En application de l’article 36 du Règlement

L’exploitant d’une résidence privée pour aînés doit adopter, à l’intention de ses administrateurs, des membres de son personnel, de ses bénévoles et de toute autre personne qui travaille dans la résidence, un code d’éthique qui précise les pratiques et les comportements attendus à l’égard des résidents. Ce code d’éthique doit traiter minimalement les éléments suivants :

  1. 1. le droit des résidents et de leurs proches d’être traités avec respect et courtoisie;
  2. 2. le droit du résident à l’information et à la liberté d’expression;
  3. 3. le droit du résident à la confidentialité et à la discrétion;
  4. 4. l’interdiction pour l’exploitant, les membres du personnel, les bénévoles ou les autres personnes qui travaillent dans la résidence d’accepter, de la part des résidents, des donations ou des legs faits à l’époque où ils demeuraient dans la résidence, ou d’effectuer toute forme de sollicitation financière ou autre auprès d’eux.

La donation, le legs et la sollicitation

Un exploitant ou un membre du personnel de cet exploitant qui n’est ni le conjoint ni un proche parent du donateur ou du testateur ne peut accepter une donation ou un legs lorsque cette donation ou ce legs ont été faits à l’époque où le donateur ou le testateur étalent soignés ou recevaient des services dans la résidence.

Le personnel ne peut faire de sollicitation financière ou autre auprès des résidents.

(Mis en évidence par le soussigné)

[21] La mention « ou autre » faite à deux reprises dans le Code d’éthique vise manifestement à ne pas limiter l’interdiction aux donations, aux legs et à la sollicitation financière. Elle représente la collection de toutes les éventualités non mentionnées explicitement dans le Code tout en respectant le but visé par le Code, soit d’éviter toute situation d’ordre financière entre le personnel et les résidents. Il est incontestable que l’interdiction vise les transactions financières entre le personnel et les résidents, incluant les prêts.

* CONSIGNE ÉCRITE 1
Recopiez à l'identique les enregistrements, depuis leur début jusqu'à la ligne contenant « pixel 72 17 » incluse, sans reproduire les images.

* LIGNES DE DONNÉES
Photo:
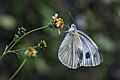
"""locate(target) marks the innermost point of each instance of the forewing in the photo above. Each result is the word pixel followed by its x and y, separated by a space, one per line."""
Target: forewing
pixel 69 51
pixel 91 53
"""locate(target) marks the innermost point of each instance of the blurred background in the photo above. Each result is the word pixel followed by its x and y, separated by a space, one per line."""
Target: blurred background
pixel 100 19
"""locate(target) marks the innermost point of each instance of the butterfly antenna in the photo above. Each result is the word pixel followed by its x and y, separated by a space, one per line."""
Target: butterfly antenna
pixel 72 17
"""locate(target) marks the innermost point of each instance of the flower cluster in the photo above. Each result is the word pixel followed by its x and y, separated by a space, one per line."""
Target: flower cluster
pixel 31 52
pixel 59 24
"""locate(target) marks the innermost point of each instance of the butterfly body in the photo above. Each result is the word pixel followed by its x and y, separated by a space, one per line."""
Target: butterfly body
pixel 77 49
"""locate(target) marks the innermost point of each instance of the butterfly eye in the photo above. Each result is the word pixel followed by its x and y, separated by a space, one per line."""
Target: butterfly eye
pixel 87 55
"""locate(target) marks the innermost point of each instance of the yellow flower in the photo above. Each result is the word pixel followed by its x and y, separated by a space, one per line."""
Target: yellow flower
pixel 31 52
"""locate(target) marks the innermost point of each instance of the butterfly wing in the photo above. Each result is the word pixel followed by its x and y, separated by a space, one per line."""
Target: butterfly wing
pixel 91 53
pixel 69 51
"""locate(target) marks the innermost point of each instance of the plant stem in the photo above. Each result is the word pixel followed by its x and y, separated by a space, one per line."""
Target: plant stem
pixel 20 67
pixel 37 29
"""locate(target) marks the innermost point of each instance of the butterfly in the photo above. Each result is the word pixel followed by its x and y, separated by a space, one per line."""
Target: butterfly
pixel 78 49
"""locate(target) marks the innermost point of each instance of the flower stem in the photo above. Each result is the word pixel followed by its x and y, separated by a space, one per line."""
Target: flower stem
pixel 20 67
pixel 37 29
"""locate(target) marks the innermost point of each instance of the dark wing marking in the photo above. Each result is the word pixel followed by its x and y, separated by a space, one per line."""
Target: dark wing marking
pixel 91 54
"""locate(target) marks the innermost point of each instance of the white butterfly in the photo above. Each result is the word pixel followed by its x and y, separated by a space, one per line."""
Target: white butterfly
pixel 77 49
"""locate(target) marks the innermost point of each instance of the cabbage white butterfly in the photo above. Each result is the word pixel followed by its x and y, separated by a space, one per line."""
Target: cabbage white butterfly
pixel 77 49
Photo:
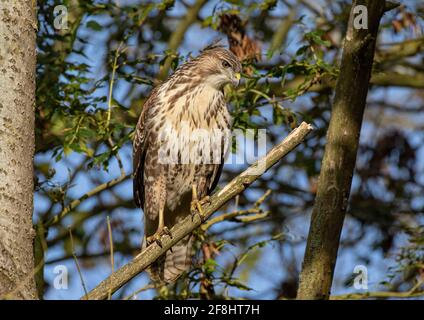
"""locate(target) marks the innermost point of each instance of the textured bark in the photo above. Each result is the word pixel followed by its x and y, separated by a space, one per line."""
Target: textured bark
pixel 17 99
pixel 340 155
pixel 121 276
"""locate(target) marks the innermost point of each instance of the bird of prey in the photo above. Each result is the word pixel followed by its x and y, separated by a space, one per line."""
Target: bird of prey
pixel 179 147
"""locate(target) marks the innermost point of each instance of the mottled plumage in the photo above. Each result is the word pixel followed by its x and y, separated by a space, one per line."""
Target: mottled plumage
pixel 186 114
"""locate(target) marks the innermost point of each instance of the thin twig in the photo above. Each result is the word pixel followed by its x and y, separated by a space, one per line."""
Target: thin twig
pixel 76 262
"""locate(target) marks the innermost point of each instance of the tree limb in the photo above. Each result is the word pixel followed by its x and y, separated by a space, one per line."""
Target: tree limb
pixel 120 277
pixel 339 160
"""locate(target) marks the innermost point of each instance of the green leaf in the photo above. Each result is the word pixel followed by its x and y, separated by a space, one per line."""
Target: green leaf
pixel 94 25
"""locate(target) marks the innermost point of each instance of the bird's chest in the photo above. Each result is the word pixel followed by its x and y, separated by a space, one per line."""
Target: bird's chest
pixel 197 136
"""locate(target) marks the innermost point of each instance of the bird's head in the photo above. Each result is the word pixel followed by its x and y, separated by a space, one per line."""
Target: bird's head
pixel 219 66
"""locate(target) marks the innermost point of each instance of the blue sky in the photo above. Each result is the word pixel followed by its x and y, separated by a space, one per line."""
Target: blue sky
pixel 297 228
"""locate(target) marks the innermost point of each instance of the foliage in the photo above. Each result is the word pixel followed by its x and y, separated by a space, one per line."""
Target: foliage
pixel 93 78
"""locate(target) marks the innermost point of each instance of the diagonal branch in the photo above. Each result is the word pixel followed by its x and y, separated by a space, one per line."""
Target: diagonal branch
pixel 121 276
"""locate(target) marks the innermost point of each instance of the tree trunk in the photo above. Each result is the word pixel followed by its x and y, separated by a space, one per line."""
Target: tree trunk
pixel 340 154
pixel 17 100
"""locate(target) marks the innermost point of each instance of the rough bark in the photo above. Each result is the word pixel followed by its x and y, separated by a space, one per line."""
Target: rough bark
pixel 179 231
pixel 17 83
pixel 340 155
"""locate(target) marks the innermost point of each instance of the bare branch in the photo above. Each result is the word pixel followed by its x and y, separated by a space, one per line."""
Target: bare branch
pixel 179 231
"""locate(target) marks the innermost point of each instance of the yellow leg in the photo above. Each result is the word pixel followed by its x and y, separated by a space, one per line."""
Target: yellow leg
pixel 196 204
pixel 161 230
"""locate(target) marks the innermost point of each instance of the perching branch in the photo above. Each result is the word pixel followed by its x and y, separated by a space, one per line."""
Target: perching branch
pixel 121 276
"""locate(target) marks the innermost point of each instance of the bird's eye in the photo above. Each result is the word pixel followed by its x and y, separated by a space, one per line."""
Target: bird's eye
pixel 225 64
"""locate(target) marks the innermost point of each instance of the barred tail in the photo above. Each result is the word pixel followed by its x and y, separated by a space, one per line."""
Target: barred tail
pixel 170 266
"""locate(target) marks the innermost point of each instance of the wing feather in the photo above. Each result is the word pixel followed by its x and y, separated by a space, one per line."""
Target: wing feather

* CONSIGNE ÉCRITE 2
D'après l'extrait, dans quel but la mention « ou autre » figure-t-elle dans le code d'éthique ? Répondez en une à trois phrases.

* RÉPONSE ÉCRITE 1
Photo:
"""locate(target) marks the innermost point of each instance of the forewing in the photo above. Each result is the word pixel followed by its x and y, separated by a space, one per line."""
Target: forewing
pixel 69 51
pixel 91 53
"""locate(target) marks the innermost point of each instance of the blurred background in the photo above. Each result is the word pixel followed by its x and y, separated by a space, one per line."""
Target: blurred background
pixel 100 19
"""locate(target) marks the innermost point of each instance of the butterfly antenna in the photo above. Each result is the word pixel followed by its x and y, separated by a space, one per line."""
Target: butterfly antenna
pixel 72 17

* RÉPONSE ÉCRITE 2
La mention « ou autre » vise à ne pas limiter l'interdiction aux donations, aux legs et à la sollicitation financière. Elle englobe toutes les éventualités que le code ne mentionne pas explicitement, conformément à son but : éviter toute situation d'ordre financier entre le personnel et les résidents.